■ **Exercise**
Continue the text on tunnel surrounding rock deformation monitoring, picking up right after its last sentence.

■ **Supplied text**

((

Monitoring data can be collected manually or automatically. For manual collection, a portable integrated tester is employed to record initial values (e.g., sensor ID, calibration coefficients, and monitoring data) after each sensor is installed. Once all sensors are in place, they are integrated into an automated wireless monitoring system for remote data acquisition and transmission. This system utilizes a wireless data transmission module composed of a terminal unit and a host unit. Leveraging mature GPRS/GSM/3G/4G networks, it rapidly establishes data communication within network-covered areas to enable real-time remote data transmission.
3. Experimental Results and Analysis
3.1. Temporal Characteristics of Surrounding Rock Deformation
Deformation monitoring was conducted on the surrounding rock at the vault, left spandrel, right spandrel, left haunch, and right haunch positions of the monitoring cross-section in Huizhou Tunnel No. 1.
Figure 3 show the temporal deformation curves of the surrounding rock at the vault, left spandrel, right spandrel, left haunch, and right haunch of the monitoring cross-section. The monitoring data reveal that the surrounding rock deformation can be broadly divided into three stages: rapid deformation, slow deformation, and stable deformation. The rapid deformation stage accounts for the largest proportion of total deformation, while the slow deformation stage persists the longest.
The tunnel was constructed using the three-bench method. According to construction logs, subsequent excavation disturbances disrupted the stable deformation state, causing the monitoring curves to exhibit deep V-shaped anomalies and reinitiating the cycle of rapid–slow–stable deformation. However, the deformation rate during the renewed rapid stage significantly decreased compared to the previous cycle, and the time required to reach stability was shortened. This phenomenon provides critical insights for determining the optimal timing of secondary lining in soft rock tunnels and should not be overlooked.
Using a total station, the vault settlement deformation and sidewall convergence deformation of the red-bed surrounding rock were monitored, as shown in Figure 4. The monitoring data reveal strong consistency between the total station measurements and the remote wireless monitoring results, both indicating that the surrounding rock deformation follows a three-stage evolution: rapid deformation, slow deformation, and stable deformation.
Key differences emerged in response to subsequent construction disturbances: the remote wireless system detected “deep V-shaped” anomalies in deformation curves after disturbance, and the total station measurements showed double-step patterns in vault settlement and sidewall convergence curves.
After stabilization, sidewall convergence deformations from both methods aligned closely. However, total station-measured vault settlements were slightly smaller than those from remote wireless monitoring, likely due to subjective factors in manual measurements, anisotropy in rock engineering properties, and construction phase variations.

))

Bounding box annotation entries

((

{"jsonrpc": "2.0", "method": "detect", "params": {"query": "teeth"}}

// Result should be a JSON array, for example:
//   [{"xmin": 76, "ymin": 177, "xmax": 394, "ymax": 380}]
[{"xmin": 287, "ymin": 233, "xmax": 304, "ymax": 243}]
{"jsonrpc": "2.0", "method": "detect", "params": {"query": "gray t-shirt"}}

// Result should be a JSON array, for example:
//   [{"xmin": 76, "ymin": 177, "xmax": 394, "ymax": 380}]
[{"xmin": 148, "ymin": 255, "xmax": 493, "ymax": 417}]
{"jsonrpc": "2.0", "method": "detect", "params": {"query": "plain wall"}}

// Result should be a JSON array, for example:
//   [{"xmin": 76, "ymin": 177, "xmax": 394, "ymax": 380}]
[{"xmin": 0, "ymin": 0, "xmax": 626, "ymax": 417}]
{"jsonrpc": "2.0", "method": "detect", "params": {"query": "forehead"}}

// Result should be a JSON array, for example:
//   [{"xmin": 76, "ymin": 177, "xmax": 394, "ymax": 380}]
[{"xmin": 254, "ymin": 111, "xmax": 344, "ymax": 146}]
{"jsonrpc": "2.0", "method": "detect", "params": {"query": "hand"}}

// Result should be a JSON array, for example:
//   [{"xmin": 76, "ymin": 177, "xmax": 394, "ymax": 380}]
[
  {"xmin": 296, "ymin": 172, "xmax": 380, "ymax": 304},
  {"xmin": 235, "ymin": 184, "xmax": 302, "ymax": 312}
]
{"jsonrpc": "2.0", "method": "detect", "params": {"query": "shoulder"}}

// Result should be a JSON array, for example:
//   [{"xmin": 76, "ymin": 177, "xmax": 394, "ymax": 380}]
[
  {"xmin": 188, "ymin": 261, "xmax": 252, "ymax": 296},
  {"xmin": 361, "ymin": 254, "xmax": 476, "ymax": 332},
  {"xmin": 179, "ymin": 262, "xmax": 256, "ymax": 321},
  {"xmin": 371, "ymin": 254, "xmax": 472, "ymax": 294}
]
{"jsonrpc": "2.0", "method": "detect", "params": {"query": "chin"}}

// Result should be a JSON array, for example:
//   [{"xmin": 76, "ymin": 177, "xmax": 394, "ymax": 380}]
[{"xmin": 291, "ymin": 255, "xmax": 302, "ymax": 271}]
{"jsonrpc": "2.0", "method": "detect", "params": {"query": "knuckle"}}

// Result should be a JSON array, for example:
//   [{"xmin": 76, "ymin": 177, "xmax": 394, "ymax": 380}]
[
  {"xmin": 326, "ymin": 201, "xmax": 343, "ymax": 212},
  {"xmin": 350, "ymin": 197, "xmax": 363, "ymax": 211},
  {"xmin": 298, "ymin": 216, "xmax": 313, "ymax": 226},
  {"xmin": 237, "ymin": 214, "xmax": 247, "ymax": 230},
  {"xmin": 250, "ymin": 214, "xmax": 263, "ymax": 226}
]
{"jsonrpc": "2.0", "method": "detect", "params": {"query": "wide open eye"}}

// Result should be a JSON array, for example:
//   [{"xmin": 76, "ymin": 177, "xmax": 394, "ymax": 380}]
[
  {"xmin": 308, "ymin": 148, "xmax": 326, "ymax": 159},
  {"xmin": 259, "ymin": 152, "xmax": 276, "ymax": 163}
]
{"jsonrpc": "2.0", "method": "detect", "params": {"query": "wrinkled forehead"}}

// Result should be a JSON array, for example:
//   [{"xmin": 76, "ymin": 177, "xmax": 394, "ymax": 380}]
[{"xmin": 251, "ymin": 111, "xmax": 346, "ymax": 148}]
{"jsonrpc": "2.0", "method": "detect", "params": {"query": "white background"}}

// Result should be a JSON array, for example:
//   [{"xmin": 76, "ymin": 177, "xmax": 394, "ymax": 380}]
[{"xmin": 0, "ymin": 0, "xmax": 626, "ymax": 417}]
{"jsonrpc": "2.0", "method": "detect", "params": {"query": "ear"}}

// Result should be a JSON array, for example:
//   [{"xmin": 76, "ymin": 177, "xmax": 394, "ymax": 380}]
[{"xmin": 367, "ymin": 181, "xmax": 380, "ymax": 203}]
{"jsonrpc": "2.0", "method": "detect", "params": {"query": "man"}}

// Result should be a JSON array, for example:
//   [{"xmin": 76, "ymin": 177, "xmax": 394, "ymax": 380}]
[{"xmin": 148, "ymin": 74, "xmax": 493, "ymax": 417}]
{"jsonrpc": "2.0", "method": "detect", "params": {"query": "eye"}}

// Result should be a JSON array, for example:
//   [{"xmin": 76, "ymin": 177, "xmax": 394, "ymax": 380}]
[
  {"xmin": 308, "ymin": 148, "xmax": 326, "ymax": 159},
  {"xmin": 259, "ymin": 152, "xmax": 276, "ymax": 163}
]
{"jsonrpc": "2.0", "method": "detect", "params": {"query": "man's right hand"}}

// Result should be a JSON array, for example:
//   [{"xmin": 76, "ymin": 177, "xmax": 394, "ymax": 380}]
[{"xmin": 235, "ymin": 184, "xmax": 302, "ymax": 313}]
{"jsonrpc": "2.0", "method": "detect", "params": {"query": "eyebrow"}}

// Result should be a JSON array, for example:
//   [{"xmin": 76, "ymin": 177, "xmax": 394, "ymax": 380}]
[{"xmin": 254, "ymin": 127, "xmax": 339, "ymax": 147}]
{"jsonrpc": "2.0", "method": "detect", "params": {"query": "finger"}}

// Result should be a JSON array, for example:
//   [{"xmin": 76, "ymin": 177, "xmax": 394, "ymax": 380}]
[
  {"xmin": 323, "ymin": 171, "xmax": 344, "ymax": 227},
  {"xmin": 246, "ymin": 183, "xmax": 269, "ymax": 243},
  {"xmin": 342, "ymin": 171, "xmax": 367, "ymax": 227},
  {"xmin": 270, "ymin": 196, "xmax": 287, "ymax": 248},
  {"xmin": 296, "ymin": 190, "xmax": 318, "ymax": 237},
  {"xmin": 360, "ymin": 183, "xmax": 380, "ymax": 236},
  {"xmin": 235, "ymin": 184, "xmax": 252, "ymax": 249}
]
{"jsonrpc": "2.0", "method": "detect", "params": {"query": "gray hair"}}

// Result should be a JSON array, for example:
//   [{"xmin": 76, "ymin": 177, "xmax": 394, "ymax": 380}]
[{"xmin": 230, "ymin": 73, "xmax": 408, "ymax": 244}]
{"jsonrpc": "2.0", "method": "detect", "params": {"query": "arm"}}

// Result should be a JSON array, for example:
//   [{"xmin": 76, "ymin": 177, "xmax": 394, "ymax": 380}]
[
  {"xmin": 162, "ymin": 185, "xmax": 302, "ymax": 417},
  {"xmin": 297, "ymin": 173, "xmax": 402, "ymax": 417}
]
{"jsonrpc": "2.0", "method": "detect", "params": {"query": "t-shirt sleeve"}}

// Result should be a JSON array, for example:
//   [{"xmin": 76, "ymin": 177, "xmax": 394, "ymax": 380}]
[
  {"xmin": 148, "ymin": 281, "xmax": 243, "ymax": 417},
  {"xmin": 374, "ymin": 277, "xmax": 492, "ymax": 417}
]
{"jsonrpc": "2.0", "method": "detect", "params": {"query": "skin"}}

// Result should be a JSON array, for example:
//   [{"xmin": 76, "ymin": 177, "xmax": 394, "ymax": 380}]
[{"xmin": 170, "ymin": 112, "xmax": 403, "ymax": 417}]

))

■ **In response**
Integrated analysis of both monitoring methods indicates that the temporal deformation curves of the red-bed soft rock tunnel primarily exhibit four patterns: parabolic, S-shaped, stepped, and inverted-L shaped.
3.2. Spatial Distribution of Surrounding Rock Deformation
Figure 5 illustrates the deformation characteristics of surrounding rock at different arch rings within the same cross-section during the stable stage, highlighting significant anisotropy in deformation. This anisotropy diminishes with increasing distance from the excavation boundary. Within the 0–2 m range from the tunnel face, radial deformation differences are minimal, but the maximum deformation zone exhibits pronounced asymmetry with greater radial depth.
The data further reveal that, after excavation of this soft rock tunnel, the maximum radial deformation occurs at the haunch areas, followed by the adjacent spandrel regions. The stable stage displayed the following: Crown deformation: 65–73 mm, Haunch deformation: 42 to 95 mm, Spandrel deformation: 48–87 mm, Stabilization time: 30–42 days.
According to the Technical Specifications for Construction of Highway Tunnels [44], since this tunnel is designed as a two-lane structure passing through Grade V surrounding rock, the reserved deformation allowance stipulated by the specifications is 80–120 mm. Considering the observed deformation magnitude and anisotropy, it is recommended to set the reserved deformation allowance at 100 mm during tunnel excavation.
3.3. Mechanical Behavior of Surrounding Rock
From Figure 6 and Figure 7, it is evident that both the peak strength and residual strength of red-bed argillaceous sandstone increase with rising confining pressure. Additionally, the deformation required to reach peak strength grows with higher confining pressures. After the initial failures, all specimens exhibit a notable strength recovery as deformation continues, followed by a sudden strength drop at critical strain levels, resulting in stepped stress–strain curves. This suggests that red-bed sandy conglomerate retains significant post-peak strength recovery potential. Specifically, when excavation-induced disturbances reduce rock mass strength, timely support (providing adequate confining pressure or reinforcement) can markedly restore strength, underscoring the critical importance of support timing in practical engineering.
Tunnel surrounding rock deformation typically progresses through three stages: elastic deformation, plastic deformation, and plastic flow. Once entering the plastic flow stage, deformation accelerates abruptly, leading to sudden instability. Due to factors such as tunnel depth and rock strength, the applied stress may exceed the compressive strength of the surrounding rock, causing localized failure and transitioning portions of the rock into a plastic state. Notably, even without further stress increases, deformation continues to develop under sustained plastic flow.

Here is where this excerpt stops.